### Exercise objective
The answer must consist solely of the line containing "detect_objects — Locates the specified school" and every line after it in the records below, through the last, each reproduced exactly.
● ● ● ● ● ● ●
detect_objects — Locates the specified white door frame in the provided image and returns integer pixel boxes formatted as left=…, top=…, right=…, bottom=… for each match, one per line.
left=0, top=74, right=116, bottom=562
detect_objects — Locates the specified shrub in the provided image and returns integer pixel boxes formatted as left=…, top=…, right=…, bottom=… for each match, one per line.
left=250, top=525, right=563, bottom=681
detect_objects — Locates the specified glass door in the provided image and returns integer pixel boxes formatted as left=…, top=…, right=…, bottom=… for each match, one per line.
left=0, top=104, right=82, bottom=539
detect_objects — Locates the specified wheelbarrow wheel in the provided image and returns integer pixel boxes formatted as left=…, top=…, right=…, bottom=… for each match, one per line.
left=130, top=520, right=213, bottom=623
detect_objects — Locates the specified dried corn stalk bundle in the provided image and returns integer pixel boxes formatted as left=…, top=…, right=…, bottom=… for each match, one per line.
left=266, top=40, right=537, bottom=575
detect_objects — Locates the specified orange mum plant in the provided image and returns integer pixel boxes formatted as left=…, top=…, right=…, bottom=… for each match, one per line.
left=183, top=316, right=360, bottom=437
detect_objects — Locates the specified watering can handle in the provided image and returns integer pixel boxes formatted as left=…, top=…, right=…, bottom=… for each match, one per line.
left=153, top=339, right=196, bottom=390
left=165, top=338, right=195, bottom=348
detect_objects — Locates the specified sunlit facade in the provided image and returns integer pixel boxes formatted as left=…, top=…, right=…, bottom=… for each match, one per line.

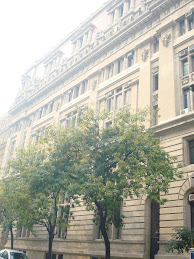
left=0, top=0, right=194, bottom=258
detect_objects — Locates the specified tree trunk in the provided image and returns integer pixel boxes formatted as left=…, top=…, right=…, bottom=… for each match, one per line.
left=95, top=200, right=111, bottom=259
left=9, top=225, right=13, bottom=249
left=47, top=225, right=54, bottom=259
left=100, top=221, right=110, bottom=259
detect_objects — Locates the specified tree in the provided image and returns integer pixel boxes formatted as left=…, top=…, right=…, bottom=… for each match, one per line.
left=166, top=228, right=194, bottom=254
left=63, top=108, right=181, bottom=259
left=0, top=182, right=17, bottom=249
left=7, top=128, right=76, bottom=259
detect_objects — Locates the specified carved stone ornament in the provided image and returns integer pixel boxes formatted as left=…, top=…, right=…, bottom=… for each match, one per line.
left=141, top=49, right=149, bottom=62
left=92, top=80, right=98, bottom=90
left=162, top=33, right=171, bottom=47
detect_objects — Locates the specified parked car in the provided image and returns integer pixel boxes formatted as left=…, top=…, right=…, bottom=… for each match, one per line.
left=0, top=249, right=29, bottom=259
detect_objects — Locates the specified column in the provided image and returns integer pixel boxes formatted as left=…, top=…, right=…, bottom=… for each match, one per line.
left=108, top=12, right=114, bottom=26
left=72, top=42, right=76, bottom=53
left=131, top=0, right=135, bottom=9
left=83, top=33, right=88, bottom=46
left=113, top=61, right=118, bottom=75
left=123, top=55, right=128, bottom=69
left=123, top=1, right=129, bottom=15
left=87, top=29, right=93, bottom=44
left=114, top=8, right=120, bottom=22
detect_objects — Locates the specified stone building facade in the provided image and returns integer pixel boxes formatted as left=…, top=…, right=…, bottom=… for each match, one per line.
left=0, top=0, right=194, bottom=258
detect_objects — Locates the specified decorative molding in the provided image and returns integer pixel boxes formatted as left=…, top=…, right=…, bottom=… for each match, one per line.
left=141, top=49, right=149, bottom=62
left=162, top=33, right=171, bottom=47
left=92, top=80, right=98, bottom=90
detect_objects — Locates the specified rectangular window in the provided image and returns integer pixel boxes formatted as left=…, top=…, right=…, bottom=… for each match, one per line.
left=191, top=55, right=194, bottom=72
left=106, top=86, right=131, bottom=112
left=79, top=36, right=83, bottom=49
left=74, top=85, right=80, bottom=98
left=189, top=140, right=194, bottom=164
left=180, top=20, right=186, bottom=36
left=182, top=59, right=189, bottom=76
left=81, top=80, right=87, bottom=94
left=117, top=58, right=124, bottom=74
left=107, top=97, right=114, bottom=112
left=153, top=74, right=159, bottom=91
left=124, top=89, right=131, bottom=106
left=119, top=4, right=124, bottom=18
left=67, top=90, right=73, bottom=103
left=153, top=38, right=159, bottom=53
left=188, top=15, right=194, bottom=31
left=127, top=51, right=134, bottom=67
left=115, top=93, right=122, bottom=109
left=183, top=88, right=190, bottom=109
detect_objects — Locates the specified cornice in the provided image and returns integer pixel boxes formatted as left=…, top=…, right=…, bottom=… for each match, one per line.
left=59, top=92, right=90, bottom=115
left=98, top=64, right=140, bottom=93
left=32, top=113, right=54, bottom=131
left=153, top=111, right=194, bottom=135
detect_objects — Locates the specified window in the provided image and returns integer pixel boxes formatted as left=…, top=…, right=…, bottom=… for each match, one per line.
left=107, top=64, right=114, bottom=79
left=153, top=74, right=159, bottom=91
left=153, top=37, right=159, bottom=53
left=74, top=85, right=80, bottom=98
left=191, top=55, right=194, bottom=72
left=48, top=101, right=54, bottom=113
left=189, top=140, right=194, bottom=164
left=81, top=80, right=88, bottom=94
left=127, top=51, right=134, bottom=67
left=182, top=59, right=189, bottom=76
left=107, top=92, right=114, bottom=112
left=115, top=87, right=122, bottom=109
left=188, top=14, right=194, bottom=31
left=61, top=111, right=78, bottom=128
left=117, top=58, right=124, bottom=74
left=179, top=19, right=185, bottom=35
left=38, top=108, right=43, bottom=119
left=66, top=90, right=73, bottom=103
left=119, top=4, right=124, bottom=18
left=106, top=85, right=131, bottom=112
left=79, top=36, right=83, bottom=49
left=183, top=88, right=190, bottom=109
left=57, top=195, right=70, bottom=239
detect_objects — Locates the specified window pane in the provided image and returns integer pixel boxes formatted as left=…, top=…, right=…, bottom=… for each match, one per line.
left=189, top=140, right=194, bottom=164
left=124, top=90, right=130, bottom=106
left=115, top=94, right=122, bottom=109
left=153, top=74, right=159, bottom=91
left=183, top=59, right=189, bottom=76
left=188, top=16, right=194, bottom=31
left=180, top=20, right=185, bottom=35
left=107, top=98, right=114, bottom=112
left=183, top=88, right=190, bottom=109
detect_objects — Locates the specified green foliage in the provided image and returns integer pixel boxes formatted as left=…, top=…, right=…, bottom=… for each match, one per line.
left=67, top=108, right=181, bottom=225
left=166, top=228, right=194, bottom=254
left=4, top=108, right=181, bottom=259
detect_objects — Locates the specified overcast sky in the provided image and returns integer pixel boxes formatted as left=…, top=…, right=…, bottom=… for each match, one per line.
left=0, top=0, right=108, bottom=117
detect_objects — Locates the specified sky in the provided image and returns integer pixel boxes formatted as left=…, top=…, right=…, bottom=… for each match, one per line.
left=0, top=0, right=108, bottom=117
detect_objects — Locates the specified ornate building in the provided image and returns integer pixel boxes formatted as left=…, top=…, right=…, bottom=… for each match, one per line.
left=0, top=0, right=194, bottom=258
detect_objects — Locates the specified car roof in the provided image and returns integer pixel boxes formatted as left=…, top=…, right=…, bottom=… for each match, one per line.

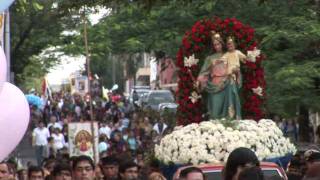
left=131, top=89, right=150, bottom=92
left=148, top=90, right=172, bottom=93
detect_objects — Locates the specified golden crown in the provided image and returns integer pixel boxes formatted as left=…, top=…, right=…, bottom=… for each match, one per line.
left=226, top=36, right=235, bottom=43
left=211, top=31, right=222, bottom=41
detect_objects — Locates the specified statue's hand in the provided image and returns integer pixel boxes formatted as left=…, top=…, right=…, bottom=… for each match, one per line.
left=232, top=67, right=240, bottom=73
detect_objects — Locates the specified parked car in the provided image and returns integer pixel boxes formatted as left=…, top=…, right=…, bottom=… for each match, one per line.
left=172, top=162, right=287, bottom=180
left=142, top=90, right=177, bottom=111
left=129, top=87, right=150, bottom=104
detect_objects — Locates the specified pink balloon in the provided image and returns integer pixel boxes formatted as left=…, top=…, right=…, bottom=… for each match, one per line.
left=0, top=82, right=30, bottom=161
left=0, top=47, right=7, bottom=83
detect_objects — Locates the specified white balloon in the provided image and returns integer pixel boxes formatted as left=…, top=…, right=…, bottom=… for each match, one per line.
left=0, top=82, right=30, bottom=161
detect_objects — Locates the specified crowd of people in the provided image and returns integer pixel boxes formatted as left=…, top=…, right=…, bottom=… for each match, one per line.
left=275, top=117, right=320, bottom=144
left=28, top=91, right=173, bottom=166
left=8, top=90, right=173, bottom=180
left=0, top=90, right=319, bottom=180
left=0, top=154, right=167, bottom=180
left=1, top=146, right=320, bottom=180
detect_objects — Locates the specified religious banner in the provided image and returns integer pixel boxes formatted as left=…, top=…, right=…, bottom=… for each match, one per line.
left=0, top=13, right=4, bottom=47
left=68, top=122, right=99, bottom=161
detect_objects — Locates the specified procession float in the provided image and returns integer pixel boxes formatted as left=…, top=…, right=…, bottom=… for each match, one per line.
left=154, top=17, right=296, bottom=172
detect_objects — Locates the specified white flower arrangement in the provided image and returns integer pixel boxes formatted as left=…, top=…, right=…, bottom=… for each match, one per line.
left=155, top=119, right=296, bottom=165
left=247, top=48, right=261, bottom=63
left=184, top=54, right=199, bottom=67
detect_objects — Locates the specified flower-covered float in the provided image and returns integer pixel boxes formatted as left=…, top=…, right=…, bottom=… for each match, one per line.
left=154, top=17, right=296, bottom=175
left=155, top=119, right=296, bottom=165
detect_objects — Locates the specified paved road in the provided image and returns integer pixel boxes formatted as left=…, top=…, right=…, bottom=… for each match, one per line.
left=11, top=131, right=37, bottom=168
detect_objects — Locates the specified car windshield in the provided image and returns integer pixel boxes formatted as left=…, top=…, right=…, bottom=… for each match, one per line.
left=204, top=171, right=222, bottom=180
left=132, top=89, right=149, bottom=99
left=148, top=92, right=174, bottom=104
left=263, top=170, right=282, bottom=179
left=137, top=90, right=149, bottom=97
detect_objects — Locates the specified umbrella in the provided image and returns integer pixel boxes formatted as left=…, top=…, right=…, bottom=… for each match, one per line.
left=25, top=94, right=44, bottom=109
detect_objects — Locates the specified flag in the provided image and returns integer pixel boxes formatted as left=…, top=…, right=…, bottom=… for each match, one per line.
left=102, top=86, right=109, bottom=100
left=41, top=77, right=52, bottom=100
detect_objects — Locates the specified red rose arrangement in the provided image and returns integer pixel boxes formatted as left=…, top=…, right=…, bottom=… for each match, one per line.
left=176, top=17, right=266, bottom=126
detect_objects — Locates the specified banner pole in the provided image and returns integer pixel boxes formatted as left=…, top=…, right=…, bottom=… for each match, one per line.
left=82, top=8, right=97, bottom=163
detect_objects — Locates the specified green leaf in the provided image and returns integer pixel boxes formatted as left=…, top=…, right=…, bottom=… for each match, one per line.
left=32, top=1, right=44, bottom=10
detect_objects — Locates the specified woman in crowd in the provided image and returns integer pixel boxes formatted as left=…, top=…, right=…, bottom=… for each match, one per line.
left=51, top=128, right=66, bottom=151
left=223, top=147, right=260, bottom=180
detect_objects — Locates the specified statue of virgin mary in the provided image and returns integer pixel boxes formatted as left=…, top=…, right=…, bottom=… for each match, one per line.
left=197, top=32, right=245, bottom=120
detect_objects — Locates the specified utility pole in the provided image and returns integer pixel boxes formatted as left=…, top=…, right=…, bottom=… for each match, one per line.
left=82, top=8, right=97, bottom=163
left=112, top=54, right=115, bottom=85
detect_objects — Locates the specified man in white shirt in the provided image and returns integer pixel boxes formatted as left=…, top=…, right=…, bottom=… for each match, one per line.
left=47, top=115, right=63, bottom=131
left=153, top=117, right=168, bottom=135
left=32, top=121, right=50, bottom=166
left=99, top=122, right=112, bottom=139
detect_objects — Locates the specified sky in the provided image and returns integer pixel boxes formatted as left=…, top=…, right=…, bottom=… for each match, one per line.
left=46, top=55, right=85, bottom=85
left=46, top=7, right=110, bottom=85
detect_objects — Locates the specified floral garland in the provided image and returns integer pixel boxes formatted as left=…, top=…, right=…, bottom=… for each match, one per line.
left=155, top=119, right=296, bottom=165
left=176, top=17, right=266, bottom=125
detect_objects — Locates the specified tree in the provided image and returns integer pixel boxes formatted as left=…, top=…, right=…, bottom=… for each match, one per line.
left=257, top=0, right=320, bottom=116
left=11, top=0, right=218, bottom=88
left=62, top=0, right=222, bottom=89
left=11, top=0, right=320, bottom=126
left=81, top=0, right=320, bottom=122
left=11, top=0, right=84, bottom=86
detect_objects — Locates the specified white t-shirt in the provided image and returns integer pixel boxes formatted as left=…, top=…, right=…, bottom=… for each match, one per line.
left=33, top=127, right=50, bottom=146
left=99, top=126, right=112, bottom=139
left=48, top=122, right=63, bottom=131
left=51, top=133, right=65, bottom=150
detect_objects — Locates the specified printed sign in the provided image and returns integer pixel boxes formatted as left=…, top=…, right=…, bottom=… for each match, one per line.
left=68, top=122, right=99, bottom=161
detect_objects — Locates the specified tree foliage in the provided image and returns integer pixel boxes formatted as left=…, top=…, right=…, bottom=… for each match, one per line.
left=79, top=0, right=320, bottom=117
left=11, top=0, right=83, bottom=85
left=10, top=0, right=320, bottom=117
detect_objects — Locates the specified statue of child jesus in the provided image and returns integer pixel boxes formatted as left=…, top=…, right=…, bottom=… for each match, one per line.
left=221, top=36, right=247, bottom=84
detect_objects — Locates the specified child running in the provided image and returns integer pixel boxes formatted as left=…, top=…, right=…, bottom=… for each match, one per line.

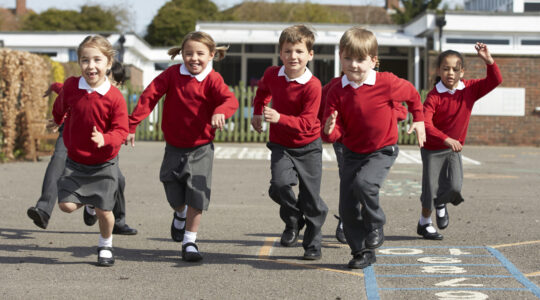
left=252, top=24, right=328, bottom=260
left=323, top=27, right=425, bottom=269
left=52, top=35, right=129, bottom=267
left=416, top=43, right=502, bottom=240
left=126, top=31, right=238, bottom=262
left=27, top=62, right=137, bottom=236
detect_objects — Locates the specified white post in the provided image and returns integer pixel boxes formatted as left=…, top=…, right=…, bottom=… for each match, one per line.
left=414, top=46, right=420, bottom=91
left=334, top=44, right=340, bottom=77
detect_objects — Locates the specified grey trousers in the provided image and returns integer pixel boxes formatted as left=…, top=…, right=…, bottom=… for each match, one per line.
left=267, top=138, right=328, bottom=251
left=35, top=128, right=128, bottom=226
left=339, top=144, right=398, bottom=255
left=420, top=148, right=464, bottom=210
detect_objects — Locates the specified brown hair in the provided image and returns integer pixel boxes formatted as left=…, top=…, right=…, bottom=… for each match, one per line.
left=77, top=35, right=116, bottom=65
left=278, top=24, right=316, bottom=52
left=168, top=31, right=228, bottom=61
left=339, top=27, right=378, bottom=60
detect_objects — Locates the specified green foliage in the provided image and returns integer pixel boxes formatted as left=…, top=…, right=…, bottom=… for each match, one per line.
left=22, top=5, right=121, bottom=31
left=145, top=0, right=222, bottom=46
left=392, top=0, right=442, bottom=24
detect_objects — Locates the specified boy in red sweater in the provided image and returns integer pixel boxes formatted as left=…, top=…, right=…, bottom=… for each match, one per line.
left=323, top=27, right=425, bottom=269
left=252, top=24, right=328, bottom=260
left=417, top=43, right=502, bottom=240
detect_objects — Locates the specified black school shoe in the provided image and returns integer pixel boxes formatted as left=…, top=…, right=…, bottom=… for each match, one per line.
left=435, top=204, right=449, bottom=230
left=348, top=251, right=376, bottom=269
left=27, top=207, right=49, bottom=229
left=182, top=242, right=203, bottom=262
left=280, top=218, right=305, bottom=247
left=170, top=212, right=186, bottom=242
left=366, top=227, right=384, bottom=249
left=97, top=246, right=115, bottom=267
left=417, top=222, right=443, bottom=240
left=83, top=207, right=98, bottom=226
left=303, top=248, right=322, bottom=260
left=334, top=215, right=347, bottom=244
left=113, top=224, right=138, bottom=235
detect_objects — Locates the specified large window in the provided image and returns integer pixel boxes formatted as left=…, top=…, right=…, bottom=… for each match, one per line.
left=247, top=58, right=273, bottom=87
left=313, top=59, right=335, bottom=85
left=214, top=55, right=241, bottom=86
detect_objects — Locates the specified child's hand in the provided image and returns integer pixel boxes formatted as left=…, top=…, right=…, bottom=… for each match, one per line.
left=251, top=115, right=263, bottom=133
left=444, top=137, right=463, bottom=152
left=408, top=121, right=426, bottom=147
left=125, top=133, right=136, bottom=147
left=43, top=86, right=53, bottom=97
left=324, top=111, right=338, bottom=135
left=263, top=106, right=280, bottom=123
left=475, top=42, right=494, bottom=65
left=211, top=113, right=226, bottom=131
left=91, top=126, right=105, bottom=148
left=46, top=119, right=59, bottom=133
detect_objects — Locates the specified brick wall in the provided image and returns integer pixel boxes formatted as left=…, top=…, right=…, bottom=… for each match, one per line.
left=427, top=53, right=540, bottom=146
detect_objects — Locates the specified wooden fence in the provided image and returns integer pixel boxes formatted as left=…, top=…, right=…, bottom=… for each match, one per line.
left=124, top=86, right=428, bottom=145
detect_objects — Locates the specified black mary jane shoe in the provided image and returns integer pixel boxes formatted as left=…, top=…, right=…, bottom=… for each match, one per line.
left=435, top=205, right=449, bottom=230
left=83, top=206, right=98, bottom=226
left=366, top=227, right=384, bottom=249
left=348, top=251, right=376, bottom=269
left=417, top=222, right=443, bottom=240
left=27, top=207, right=49, bottom=229
left=334, top=215, right=347, bottom=244
left=97, top=246, right=115, bottom=267
left=170, top=212, right=186, bottom=242
left=181, top=242, right=203, bottom=262
left=113, top=224, right=138, bottom=235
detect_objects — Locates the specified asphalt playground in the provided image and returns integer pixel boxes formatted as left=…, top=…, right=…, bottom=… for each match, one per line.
left=1, top=142, right=539, bottom=299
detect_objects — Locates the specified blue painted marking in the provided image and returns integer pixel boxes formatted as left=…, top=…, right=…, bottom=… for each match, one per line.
left=487, top=246, right=540, bottom=297
left=377, top=274, right=513, bottom=278
left=377, top=263, right=503, bottom=267
left=380, top=287, right=529, bottom=291
left=363, top=265, right=380, bottom=300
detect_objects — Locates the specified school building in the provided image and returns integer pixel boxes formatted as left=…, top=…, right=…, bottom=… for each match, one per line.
left=0, top=10, right=538, bottom=146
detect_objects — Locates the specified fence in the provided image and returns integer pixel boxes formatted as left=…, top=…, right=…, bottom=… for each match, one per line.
left=124, top=85, right=427, bottom=145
● ● ● ● ● ● ●
### Expected answer
detect_objects — Locates the specified school building in the provided image and returns integer pixel boxes formatted as left=…, top=…, right=…, bottom=… for each match, one per line.
left=0, top=10, right=538, bottom=146
detect_objects — Locates the specified fence in the provided image and returns integer pixel boxes formatted as left=…, top=…, right=…, bottom=… for each match, one per line.
left=124, top=85, right=427, bottom=145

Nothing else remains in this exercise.